** Position annotation records **
————————

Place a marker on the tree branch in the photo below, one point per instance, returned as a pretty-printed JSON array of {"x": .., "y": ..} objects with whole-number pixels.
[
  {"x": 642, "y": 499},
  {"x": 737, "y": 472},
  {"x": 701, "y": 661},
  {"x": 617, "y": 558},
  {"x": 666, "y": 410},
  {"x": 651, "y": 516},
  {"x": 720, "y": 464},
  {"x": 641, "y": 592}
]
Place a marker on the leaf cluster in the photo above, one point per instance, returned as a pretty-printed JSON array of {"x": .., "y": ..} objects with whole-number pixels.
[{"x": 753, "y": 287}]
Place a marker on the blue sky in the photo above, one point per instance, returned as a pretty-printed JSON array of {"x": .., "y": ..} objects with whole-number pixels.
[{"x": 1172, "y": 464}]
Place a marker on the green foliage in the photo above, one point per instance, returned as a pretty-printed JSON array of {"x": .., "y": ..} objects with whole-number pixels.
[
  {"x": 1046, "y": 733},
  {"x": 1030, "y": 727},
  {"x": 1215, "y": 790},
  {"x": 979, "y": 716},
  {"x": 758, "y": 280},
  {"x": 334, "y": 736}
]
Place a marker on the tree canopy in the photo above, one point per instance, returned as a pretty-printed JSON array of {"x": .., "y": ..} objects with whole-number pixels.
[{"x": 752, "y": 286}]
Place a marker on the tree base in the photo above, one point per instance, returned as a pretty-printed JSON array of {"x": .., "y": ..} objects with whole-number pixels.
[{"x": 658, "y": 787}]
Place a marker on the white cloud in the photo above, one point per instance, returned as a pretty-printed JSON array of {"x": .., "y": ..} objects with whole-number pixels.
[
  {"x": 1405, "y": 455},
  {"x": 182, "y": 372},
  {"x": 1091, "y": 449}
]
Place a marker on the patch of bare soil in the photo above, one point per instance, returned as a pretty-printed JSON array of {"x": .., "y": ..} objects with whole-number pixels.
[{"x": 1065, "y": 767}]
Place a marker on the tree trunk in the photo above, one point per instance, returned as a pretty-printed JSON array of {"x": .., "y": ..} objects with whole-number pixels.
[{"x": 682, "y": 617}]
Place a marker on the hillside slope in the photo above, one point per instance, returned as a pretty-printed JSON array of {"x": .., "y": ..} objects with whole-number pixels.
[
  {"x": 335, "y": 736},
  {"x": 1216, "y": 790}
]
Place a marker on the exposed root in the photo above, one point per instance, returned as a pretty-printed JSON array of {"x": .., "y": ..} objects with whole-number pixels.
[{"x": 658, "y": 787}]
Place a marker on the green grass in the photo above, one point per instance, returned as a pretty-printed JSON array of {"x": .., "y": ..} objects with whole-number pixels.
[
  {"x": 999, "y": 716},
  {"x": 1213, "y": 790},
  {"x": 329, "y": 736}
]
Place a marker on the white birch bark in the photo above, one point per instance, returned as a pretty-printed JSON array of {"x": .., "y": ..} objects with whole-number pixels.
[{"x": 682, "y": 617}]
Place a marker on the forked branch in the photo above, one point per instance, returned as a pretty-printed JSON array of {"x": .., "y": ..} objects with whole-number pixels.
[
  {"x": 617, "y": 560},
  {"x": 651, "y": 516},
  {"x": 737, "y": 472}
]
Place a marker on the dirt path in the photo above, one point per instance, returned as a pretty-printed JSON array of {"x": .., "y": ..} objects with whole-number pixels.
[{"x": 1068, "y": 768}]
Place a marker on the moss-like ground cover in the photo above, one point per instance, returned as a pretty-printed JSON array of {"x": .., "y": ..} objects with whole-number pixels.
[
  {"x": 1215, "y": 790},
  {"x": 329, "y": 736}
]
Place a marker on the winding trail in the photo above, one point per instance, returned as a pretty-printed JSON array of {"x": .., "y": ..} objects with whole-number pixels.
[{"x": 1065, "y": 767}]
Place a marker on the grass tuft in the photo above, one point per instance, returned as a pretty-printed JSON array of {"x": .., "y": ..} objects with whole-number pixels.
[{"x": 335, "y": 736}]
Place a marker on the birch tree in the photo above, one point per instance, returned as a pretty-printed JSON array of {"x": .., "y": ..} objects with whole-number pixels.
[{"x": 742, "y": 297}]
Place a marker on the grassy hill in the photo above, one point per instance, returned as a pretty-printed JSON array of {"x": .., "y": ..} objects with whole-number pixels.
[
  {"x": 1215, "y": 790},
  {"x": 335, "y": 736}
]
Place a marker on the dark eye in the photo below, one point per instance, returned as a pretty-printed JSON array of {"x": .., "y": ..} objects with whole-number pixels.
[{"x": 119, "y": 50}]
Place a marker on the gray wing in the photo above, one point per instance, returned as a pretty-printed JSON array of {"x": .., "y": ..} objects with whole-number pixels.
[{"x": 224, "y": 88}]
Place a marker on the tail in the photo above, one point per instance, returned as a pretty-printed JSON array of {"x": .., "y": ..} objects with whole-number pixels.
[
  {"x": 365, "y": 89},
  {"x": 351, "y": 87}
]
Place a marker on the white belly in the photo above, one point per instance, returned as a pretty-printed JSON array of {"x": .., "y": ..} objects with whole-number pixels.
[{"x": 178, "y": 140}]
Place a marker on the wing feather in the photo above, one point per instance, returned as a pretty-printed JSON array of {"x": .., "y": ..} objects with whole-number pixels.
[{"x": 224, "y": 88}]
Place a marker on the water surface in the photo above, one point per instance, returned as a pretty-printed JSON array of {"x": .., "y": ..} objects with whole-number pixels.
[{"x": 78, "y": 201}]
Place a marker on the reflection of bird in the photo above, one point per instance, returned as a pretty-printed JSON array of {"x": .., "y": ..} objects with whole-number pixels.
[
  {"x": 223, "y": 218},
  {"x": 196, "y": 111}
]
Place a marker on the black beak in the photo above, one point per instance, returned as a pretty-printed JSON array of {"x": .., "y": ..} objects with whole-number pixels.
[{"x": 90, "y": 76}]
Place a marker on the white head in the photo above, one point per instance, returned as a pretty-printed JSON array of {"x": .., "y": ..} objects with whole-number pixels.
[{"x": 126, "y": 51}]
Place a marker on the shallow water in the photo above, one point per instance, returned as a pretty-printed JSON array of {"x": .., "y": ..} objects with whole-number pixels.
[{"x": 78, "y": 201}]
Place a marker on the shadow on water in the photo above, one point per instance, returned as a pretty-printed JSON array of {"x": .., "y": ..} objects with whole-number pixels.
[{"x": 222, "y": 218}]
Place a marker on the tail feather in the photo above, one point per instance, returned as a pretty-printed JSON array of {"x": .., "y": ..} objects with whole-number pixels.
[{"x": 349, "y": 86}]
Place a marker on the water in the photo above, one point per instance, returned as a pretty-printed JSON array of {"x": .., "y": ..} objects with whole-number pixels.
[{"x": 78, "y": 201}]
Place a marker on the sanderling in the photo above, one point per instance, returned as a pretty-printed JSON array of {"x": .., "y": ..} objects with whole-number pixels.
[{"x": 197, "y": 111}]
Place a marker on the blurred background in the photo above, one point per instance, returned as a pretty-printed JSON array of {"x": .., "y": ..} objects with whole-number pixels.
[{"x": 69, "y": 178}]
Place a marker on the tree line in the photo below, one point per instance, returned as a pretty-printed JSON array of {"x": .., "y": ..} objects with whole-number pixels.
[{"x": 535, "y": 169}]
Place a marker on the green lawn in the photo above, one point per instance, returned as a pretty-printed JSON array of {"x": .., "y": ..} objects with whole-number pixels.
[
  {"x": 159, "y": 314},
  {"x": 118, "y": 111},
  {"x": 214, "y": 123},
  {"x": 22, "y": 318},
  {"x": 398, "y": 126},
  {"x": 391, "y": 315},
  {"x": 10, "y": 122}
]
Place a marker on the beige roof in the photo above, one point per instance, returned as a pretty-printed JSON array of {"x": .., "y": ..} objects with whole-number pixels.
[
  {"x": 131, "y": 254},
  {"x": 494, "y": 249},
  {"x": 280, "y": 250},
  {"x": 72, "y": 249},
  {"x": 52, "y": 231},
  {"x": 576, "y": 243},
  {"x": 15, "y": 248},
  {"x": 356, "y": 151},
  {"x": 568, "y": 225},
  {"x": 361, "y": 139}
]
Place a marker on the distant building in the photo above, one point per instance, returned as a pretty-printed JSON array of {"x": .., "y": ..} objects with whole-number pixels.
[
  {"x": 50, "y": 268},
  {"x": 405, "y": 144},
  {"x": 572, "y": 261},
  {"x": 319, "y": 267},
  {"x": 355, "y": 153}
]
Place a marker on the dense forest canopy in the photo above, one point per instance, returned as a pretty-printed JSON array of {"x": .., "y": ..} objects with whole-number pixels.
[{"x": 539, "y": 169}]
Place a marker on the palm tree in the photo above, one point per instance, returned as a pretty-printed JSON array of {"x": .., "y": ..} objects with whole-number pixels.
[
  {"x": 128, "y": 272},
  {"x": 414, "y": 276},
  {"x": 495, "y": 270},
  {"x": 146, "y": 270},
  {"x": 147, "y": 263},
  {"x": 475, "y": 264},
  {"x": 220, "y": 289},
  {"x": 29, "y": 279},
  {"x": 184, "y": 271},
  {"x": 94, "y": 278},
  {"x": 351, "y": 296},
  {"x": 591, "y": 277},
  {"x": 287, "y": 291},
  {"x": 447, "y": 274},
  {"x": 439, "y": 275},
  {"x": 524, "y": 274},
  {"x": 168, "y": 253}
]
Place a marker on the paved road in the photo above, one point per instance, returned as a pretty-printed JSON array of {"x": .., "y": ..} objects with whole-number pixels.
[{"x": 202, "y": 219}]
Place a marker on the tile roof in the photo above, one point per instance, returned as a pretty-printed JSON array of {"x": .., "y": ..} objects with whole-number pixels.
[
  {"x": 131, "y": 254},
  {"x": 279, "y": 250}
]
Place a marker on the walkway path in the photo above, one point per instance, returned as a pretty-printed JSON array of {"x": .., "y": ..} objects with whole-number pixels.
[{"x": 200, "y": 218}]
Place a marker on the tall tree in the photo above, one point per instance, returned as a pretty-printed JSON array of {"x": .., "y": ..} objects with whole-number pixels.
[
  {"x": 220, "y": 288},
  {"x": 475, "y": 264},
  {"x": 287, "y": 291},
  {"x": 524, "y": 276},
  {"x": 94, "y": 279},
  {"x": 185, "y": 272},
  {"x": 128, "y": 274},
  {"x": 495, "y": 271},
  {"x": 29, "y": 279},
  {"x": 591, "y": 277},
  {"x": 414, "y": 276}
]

————————

** WHAT IS REQUIRED **
Repeat, exactly and only, the lines above from the one containing "Place a marker on the walkway" through the end of the material.

** ANSWER FOR THE TASK **
Place a marker on the walkway path in the photo above, one point per instance, returned as a pretty-printed JSON array of {"x": .., "y": ..} objects with whole-number pixels.
[{"x": 200, "y": 218}]
Place a marker on the tall tree in the photo above, one point per instance, returned as a pretty-printed JSON array of {"x": .., "y": ..} objects with whole-number pixels.
[
  {"x": 220, "y": 288},
  {"x": 475, "y": 264},
  {"x": 287, "y": 291},
  {"x": 524, "y": 276},
  {"x": 94, "y": 279},
  {"x": 185, "y": 272},
  {"x": 128, "y": 274},
  {"x": 495, "y": 271},
  {"x": 29, "y": 279},
  {"x": 591, "y": 277},
  {"x": 414, "y": 276}
]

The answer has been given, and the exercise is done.